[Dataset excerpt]
┌────────
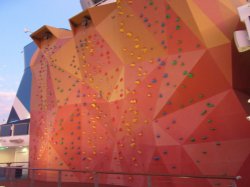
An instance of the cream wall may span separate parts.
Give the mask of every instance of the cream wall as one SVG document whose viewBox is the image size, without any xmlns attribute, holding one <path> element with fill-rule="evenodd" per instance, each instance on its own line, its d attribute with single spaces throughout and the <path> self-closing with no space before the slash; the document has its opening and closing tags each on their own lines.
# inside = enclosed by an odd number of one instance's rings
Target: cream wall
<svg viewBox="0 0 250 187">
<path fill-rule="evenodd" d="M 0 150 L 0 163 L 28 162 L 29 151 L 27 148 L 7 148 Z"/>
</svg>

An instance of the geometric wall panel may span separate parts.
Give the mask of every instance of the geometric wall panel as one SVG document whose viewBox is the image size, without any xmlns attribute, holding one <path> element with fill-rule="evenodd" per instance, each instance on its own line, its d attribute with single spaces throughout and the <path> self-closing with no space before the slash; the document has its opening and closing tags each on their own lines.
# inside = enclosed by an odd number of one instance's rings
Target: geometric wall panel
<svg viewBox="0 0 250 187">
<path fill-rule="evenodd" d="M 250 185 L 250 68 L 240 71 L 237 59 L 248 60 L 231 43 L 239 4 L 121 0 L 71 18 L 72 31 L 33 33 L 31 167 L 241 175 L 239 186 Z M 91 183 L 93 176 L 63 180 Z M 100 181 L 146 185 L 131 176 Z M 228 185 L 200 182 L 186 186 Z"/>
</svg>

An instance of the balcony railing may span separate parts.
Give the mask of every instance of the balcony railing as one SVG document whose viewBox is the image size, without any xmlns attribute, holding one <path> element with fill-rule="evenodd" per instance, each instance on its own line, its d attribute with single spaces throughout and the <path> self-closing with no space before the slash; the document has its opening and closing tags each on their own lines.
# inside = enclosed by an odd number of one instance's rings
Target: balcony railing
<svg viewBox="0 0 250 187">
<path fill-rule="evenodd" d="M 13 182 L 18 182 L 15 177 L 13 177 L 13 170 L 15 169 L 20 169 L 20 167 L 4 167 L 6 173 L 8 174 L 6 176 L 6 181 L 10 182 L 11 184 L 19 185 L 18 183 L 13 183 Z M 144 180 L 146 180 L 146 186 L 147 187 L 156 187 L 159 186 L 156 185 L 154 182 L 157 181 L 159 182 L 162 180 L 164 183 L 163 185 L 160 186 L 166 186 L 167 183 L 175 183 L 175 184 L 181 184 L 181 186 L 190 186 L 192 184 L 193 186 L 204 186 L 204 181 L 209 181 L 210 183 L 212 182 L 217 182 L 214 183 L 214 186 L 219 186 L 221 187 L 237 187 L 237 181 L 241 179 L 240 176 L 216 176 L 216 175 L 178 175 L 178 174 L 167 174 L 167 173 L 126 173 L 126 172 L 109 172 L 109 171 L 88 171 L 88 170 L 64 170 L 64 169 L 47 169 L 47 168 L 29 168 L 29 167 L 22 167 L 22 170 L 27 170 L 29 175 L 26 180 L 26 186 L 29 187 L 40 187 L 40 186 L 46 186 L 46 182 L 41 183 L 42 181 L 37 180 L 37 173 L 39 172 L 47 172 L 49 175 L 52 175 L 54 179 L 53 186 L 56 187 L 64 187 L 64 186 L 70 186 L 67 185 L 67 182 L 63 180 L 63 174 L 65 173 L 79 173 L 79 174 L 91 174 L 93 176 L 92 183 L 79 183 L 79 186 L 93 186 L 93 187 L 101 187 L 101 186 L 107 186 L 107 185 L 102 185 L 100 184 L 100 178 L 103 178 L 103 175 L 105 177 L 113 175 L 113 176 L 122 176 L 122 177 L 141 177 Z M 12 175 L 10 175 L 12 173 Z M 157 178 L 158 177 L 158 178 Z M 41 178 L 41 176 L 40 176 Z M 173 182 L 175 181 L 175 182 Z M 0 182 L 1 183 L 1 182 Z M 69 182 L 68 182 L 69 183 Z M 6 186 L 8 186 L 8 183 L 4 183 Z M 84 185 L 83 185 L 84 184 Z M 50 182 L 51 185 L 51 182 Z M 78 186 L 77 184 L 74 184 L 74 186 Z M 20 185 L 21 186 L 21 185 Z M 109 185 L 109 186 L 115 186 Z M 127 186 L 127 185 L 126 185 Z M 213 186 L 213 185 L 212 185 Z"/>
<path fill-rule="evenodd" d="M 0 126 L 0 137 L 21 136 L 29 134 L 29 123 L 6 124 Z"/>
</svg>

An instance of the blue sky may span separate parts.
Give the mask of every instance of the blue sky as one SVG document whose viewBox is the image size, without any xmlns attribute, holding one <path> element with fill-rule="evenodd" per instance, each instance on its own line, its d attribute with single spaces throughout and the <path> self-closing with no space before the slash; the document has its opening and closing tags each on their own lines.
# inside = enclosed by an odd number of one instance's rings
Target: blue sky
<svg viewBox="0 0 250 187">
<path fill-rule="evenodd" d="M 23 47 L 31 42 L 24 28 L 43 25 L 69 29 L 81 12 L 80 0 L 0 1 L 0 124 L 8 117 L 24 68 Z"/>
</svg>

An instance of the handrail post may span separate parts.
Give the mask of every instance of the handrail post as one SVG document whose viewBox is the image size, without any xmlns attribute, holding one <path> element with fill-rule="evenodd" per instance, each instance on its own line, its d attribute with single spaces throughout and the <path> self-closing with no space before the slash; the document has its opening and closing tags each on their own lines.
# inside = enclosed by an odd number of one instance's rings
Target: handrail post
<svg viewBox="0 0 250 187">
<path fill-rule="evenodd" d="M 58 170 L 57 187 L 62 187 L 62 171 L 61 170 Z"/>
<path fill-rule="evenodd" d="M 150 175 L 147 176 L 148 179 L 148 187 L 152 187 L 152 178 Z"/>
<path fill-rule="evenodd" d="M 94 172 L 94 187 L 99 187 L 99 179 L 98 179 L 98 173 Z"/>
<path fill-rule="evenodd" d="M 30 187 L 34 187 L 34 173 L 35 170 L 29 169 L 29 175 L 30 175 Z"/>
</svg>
└────────
_GOAL OF THE EXERCISE_.
List each line of the material above that contains the string "post", matching letter case exactly.

_THE REPLY_.
An instance of the handrail post may span separate parts.
Give the mask of every instance of the handrail post as one SVG document whose viewBox is the image size, without any xmlns attribute, holding one <path> element with fill-rule="evenodd" per instance, each instance on its own line, its d attribute with single spaces throughout and the <path> self-closing with no space before the slash; the document has its opening and closing tags each on their own lines.
Target: handrail post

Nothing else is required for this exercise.